Task to complete:
Tell how many lines in the following entries include the word "metal", giving the figure alone.
★ ★ ★ ★ ★ ★ ★
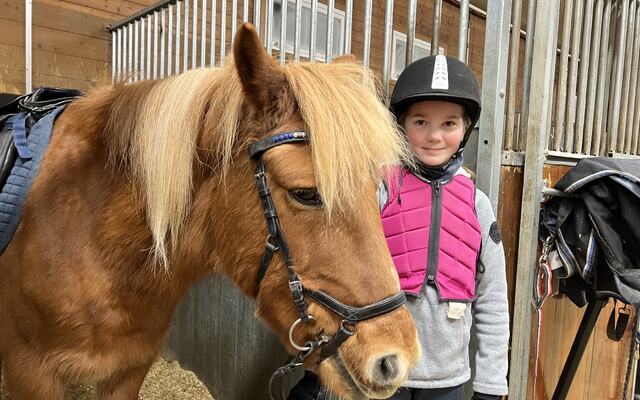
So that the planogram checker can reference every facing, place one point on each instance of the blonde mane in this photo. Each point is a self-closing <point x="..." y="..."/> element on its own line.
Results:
<point x="352" y="136"/>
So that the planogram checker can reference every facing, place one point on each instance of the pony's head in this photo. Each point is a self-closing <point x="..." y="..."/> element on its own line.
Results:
<point x="202" y="189"/>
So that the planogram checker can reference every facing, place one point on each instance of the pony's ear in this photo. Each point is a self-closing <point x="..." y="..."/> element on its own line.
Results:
<point x="345" y="58"/>
<point x="259" y="74"/>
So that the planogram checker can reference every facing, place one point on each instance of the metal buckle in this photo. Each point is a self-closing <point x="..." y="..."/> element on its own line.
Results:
<point x="293" y="327"/>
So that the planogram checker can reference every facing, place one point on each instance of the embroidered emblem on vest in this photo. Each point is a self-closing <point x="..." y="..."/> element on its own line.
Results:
<point x="494" y="232"/>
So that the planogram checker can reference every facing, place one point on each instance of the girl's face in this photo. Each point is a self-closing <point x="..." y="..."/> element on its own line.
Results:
<point x="435" y="130"/>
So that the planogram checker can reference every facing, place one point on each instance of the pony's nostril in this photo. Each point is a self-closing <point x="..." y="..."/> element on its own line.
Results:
<point x="386" y="369"/>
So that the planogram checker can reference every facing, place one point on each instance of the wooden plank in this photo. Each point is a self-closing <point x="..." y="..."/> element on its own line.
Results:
<point x="115" y="9"/>
<point x="215" y="335"/>
<point x="56" y="65"/>
<point x="59" y="42"/>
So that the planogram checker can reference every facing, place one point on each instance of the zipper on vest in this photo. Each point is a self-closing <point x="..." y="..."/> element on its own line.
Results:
<point x="434" y="231"/>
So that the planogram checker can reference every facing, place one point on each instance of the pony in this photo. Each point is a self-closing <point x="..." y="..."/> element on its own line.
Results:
<point x="148" y="187"/>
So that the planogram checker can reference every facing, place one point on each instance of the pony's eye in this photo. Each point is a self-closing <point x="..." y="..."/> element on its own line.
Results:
<point x="307" y="196"/>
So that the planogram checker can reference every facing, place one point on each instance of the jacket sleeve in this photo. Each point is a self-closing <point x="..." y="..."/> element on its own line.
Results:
<point x="491" y="308"/>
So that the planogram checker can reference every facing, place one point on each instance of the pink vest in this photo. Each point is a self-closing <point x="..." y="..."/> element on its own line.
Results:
<point x="413" y="209"/>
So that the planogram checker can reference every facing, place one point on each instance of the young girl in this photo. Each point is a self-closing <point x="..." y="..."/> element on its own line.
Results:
<point x="444" y="239"/>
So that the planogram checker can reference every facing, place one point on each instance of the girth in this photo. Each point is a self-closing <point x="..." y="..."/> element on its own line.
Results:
<point x="328" y="345"/>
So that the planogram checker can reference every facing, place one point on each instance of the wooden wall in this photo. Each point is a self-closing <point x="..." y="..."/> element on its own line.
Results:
<point x="70" y="45"/>
<point x="602" y="369"/>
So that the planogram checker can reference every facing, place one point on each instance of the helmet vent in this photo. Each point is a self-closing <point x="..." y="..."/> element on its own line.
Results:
<point x="440" y="78"/>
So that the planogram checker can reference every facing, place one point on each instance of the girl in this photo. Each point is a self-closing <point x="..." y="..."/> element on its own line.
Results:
<point x="444" y="239"/>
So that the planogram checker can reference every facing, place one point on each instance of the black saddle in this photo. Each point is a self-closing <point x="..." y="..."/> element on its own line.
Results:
<point x="36" y="104"/>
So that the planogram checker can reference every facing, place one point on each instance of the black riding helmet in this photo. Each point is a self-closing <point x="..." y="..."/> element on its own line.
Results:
<point x="438" y="78"/>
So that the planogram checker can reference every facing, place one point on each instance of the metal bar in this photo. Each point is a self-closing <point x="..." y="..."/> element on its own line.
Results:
<point x="162" y="44"/>
<point x="526" y="74"/>
<point x="625" y="140"/>
<point x="269" y="28"/>
<point x="435" y="35"/>
<point x="594" y="70"/>
<point x="570" y="118"/>
<point x="119" y="62"/>
<point x="194" y="35"/>
<point x="328" y="55"/>
<point x="463" y="34"/>
<point x="141" y="74"/>
<point x="619" y="68"/>
<point x="136" y="41"/>
<point x="514" y="51"/>
<point x="585" y="61"/>
<point x="178" y="37"/>
<point x="145" y="12"/>
<point x="283" y="32"/>
<point x="314" y="29"/>
<point x="130" y="52"/>
<point x="212" y="35"/>
<point x="119" y="54"/>
<point x="388" y="36"/>
<point x="185" y="59"/>
<point x="223" y="30"/>
<point x="538" y="124"/>
<point x="494" y="79"/>
<point x="612" y="56"/>
<point x="599" y="121"/>
<point x="257" y="4"/>
<point x="170" y="37"/>
<point x="234" y="17"/>
<point x="155" y="45"/>
<point x="114" y="49"/>
<point x="124" y="52"/>
<point x="149" y="41"/>
<point x="561" y="90"/>
<point x="366" y="55"/>
<point x="411" y="31"/>
<point x="570" y="368"/>
<point x="203" y="36"/>
<point x="634" y="117"/>
<point x="348" y="26"/>
<point x="296" y="31"/>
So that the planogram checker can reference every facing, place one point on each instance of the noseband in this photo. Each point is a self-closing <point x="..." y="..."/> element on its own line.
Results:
<point x="327" y="345"/>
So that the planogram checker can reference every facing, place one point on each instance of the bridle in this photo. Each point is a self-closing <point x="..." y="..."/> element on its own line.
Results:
<point x="327" y="345"/>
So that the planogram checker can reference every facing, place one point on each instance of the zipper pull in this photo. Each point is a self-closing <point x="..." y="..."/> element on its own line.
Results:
<point x="436" y="188"/>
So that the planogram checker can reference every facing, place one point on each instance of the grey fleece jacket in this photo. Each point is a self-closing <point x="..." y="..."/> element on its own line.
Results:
<point x="445" y="341"/>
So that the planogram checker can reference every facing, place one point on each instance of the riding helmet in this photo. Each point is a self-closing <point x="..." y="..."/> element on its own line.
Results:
<point x="438" y="78"/>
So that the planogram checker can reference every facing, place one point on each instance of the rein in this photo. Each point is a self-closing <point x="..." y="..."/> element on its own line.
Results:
<point x="327" y="345"/>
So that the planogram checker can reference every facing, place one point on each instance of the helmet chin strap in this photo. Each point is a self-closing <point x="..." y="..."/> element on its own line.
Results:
<point x="442" y="172"/>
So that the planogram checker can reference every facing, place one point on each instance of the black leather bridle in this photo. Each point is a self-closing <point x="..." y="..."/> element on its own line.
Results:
<point x="327" y="345"/>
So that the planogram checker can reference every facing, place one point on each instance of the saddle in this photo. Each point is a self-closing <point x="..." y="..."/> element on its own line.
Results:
<point x="35" y="105"/>
<point x="25" y="130"/>
<point x="595" y="228"/>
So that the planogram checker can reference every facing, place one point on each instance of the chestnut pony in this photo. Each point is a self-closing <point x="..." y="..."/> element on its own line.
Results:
<point x="148" y="187"/>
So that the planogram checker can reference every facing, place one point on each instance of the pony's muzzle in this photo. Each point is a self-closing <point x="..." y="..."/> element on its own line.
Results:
<point x="386" y="370"/>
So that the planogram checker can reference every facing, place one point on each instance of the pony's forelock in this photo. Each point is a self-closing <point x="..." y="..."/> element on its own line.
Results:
<point x="353" y="135"/>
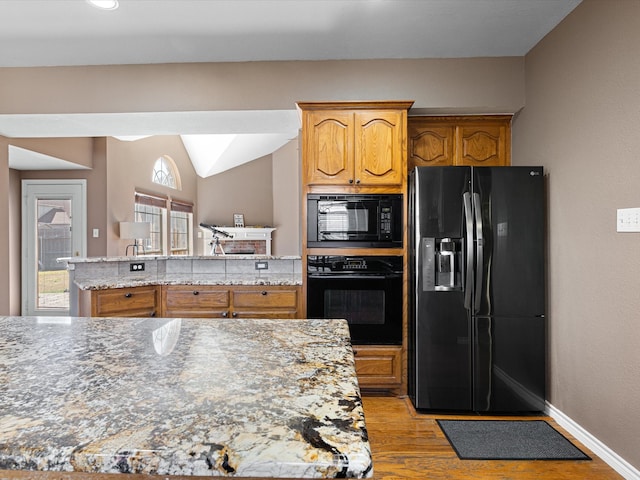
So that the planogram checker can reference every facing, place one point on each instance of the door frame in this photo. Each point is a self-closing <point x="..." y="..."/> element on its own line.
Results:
<point x="32" y="190"/>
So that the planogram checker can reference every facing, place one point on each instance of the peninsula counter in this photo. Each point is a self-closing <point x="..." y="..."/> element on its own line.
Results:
<point x="244" y="398"/>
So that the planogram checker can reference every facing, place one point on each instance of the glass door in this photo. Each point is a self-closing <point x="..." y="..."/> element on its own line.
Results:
<point x="53" y="228"/>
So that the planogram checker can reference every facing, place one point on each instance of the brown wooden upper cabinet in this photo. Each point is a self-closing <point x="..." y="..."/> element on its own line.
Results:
<point x="469" y="140"/>
<point x="354" y="143"/>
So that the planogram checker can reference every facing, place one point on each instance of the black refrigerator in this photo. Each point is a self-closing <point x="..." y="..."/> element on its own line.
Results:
<point x="477" y="289"/>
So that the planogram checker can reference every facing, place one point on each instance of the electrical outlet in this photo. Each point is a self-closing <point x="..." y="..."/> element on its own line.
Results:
<point x="136" y="267"/>
<point x="628" y="220"/>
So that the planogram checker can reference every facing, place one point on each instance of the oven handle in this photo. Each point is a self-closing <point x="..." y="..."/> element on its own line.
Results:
<point x="355" y="277"/>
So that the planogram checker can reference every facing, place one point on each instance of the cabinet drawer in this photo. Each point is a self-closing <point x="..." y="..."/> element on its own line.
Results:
<point x="265" y="298"/>
<point x="378" y="365"/>
<point x="195" y="301"/>
<point x="125" y="302"/>
<point x="266" y="302"/>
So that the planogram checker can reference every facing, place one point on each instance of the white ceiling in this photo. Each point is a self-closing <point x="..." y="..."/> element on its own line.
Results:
<point x="71" y="32"/>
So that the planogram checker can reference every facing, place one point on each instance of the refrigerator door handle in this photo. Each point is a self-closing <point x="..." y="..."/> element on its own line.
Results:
<point x="477" y="209"/>
<point x="468" y="215"/>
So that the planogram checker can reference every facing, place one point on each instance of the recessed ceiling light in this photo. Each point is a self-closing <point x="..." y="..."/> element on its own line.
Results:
<point x="104" y="4"/>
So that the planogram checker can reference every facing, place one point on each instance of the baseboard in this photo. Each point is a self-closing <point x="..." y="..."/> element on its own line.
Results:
<point x="592" y="443"/>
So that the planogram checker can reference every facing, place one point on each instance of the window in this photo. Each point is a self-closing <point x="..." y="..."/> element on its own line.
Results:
<point x="171" y="224"/>
<point x="181" y="216"/>
<point x="165" y="173"/>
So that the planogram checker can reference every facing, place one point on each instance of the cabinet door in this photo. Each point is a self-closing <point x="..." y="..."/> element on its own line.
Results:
<point x="379" y="146"/>
<point x="328" y="146"/>
<point x="125" y="302"/>
<point x="266" y="302"/>
<point x="430" y="145"/>
<point x="483" y="145"/>
<point x="378" y="365"/>
<point x="195" y="301"/>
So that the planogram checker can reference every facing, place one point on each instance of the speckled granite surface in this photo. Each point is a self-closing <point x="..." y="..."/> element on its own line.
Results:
<point x="115" y="272"/>
<point x="214" y="397"/>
★ ★ ★ ★ ★ ★ ★
Exercise output:
2